-- Reading passage --
Sorrow On a Cellular Level-Transformed

For most women, carrying a child leaves an indelible mark. I’m not talking about stretch marks or weight gain. I’m talking about something more. I’m talking about a permanent change on a cellular level. It’s a change that connects her to that child forever. She has a connection whether the child is born or dies before or as they are coming into the world (disclaimer – this is NOT a commentary on what I believe about when life begins). She’s connected whether she raises the child or someone else does. She has a connection whether she raises that child for a day or into adulthood. She remains connected whether she’s in the same house with that child or on the other side of the world from them.

I don’t know if being an empath makes me more aware of this connection or if it makes me feel it more deeply. What I can tell you is that I’ve carried two children. One of them is still alive…and one of them is not. The connection I feel to the child that is gone is just as strong as it is to my surviving child. My surviving child is grown and on her own. She lives in close proximity. She has a full and busy life. I see her often, but, as is the case for most adult children, she’s off living her life just as she should be. The connection now is an undercurrent – always there and just as strong, but flowing beneath daily life. It’s the natural order. Occasions when we are able to spend time together bring the connection back to the surface, and that’s the best part of being with her. When your experience is anything other than giving birth to the child you carried and raising them to adulthood, that deep connection is forced to exist as an undercurrent always. It becomes a connection without an expression…except that of grief.

For me, days that should be an opportunity to feel the fullest expression of the connection to my late daughter are the hardest. Her birthday is one of those days, and today is that day. It’s been many years since her death, but each year it just feels like a renewal of loss. She would’ve been thirty-one this year. We lost her when she was just sixteen. I can still see her, in my mind’s eye. I can still hear her voice and, if I close my eyes and concentrate, I can feel her hand in mine. I feel her little girl hand on the way to kindergarten…and that of a silly teenager pressing mine, along with a whiny “pleeeease,” in an attempt to get her way. I still feel her whole being so deeply…down in my cells, but the connection only goes one way now. My soul calls out, expecting a response, only to feel anguish and confusion when there is none.

-- Data excerpts --

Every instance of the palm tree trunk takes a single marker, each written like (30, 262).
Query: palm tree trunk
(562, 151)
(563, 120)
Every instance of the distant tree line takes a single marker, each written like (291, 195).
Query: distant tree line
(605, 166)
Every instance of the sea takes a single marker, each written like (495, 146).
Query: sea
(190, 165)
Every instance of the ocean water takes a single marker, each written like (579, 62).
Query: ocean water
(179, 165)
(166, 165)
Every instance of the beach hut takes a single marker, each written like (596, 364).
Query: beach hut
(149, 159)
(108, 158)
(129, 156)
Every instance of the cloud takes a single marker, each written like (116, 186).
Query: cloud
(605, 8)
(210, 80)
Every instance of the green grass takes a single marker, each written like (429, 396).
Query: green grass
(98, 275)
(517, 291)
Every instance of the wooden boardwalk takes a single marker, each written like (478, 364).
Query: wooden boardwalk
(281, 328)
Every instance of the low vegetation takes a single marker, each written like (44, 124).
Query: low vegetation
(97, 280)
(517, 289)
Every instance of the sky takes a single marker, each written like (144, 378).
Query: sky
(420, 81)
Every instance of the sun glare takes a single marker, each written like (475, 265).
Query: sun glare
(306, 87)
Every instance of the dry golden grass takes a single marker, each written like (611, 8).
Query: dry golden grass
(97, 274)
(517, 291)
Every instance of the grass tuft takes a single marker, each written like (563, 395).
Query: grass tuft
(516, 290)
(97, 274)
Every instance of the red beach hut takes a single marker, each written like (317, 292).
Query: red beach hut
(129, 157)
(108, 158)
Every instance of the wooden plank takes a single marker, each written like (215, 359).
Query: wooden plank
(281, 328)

...

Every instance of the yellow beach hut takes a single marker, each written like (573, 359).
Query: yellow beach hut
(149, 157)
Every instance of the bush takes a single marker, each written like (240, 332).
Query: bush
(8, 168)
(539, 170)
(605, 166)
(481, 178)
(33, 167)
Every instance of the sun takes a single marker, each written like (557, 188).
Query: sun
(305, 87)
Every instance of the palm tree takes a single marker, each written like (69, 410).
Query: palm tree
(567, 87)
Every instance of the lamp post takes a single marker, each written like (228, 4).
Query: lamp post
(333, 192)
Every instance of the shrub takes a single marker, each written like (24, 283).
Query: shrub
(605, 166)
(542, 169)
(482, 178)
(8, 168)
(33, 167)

-- Work request 1 --
In the third paragraph of the essay on sorrow, what three ways does the writer say she can still sense her late daughter?
-- Work request 2 --
Please carry on the essay on sorrow after its last sentence, keeping the writer's first-person voice.
The lines have no role here.

-- Response 1 --
- She can still see her in her mind's eye.
- She can still hear her voice.
- She can feel her hand in hers if she closes her eyes and concentrates.

-- Response 2 --
I’m lucky. I still have my surviving daughter. I also have a wonderful step-daughter with whom I share a loving connection. Not every mother is so lucky. I’ve been reminded of that on a daily basis since the beginning of the pandemic. Each day I hear yet another story of a mother losing her child or a child losing their mother…so many people losing loved ones. It compounds my grief and ignites my deepest fears. Will my family end up being “marked by Covid?” Will I lose another child or my husband? Will I be the one lost? Like everyone else, most of the time, I try not to think about it, but today I can’t not think about it.

We will still celebrate my daughter’s birthday today, like we did when she was with us. We just gather at the cemetery instead of the dining room table now. We lay a bouquet of her favorite red roses on a patch of ground instead of giving them to her. Sometimes we tie a balloon to the plaque that proclaims for eternity her status as a “Rockstar.” We usually share a meal of her favorite Italian food as a family, too. This year, because of the pandemic, it will be just the three of us – her sister, her stepdad, and me. The meal will be take-out instead of at a restaurant. 

My thoughts, again, go back to the mothers and the children and loved ones lost in the past few months all around the world due to the virus. I think about the birthdays that will have to be celebrated the same way we’ve celebrated my daughter’s each year for the past fifteen years. I think about the holidays and the anniversaries and the milestones the ones left behind will have to celebrate in their absence. My heart breaks for all those mothers…all those families, because I know their pain, and I know some things just never get any easier.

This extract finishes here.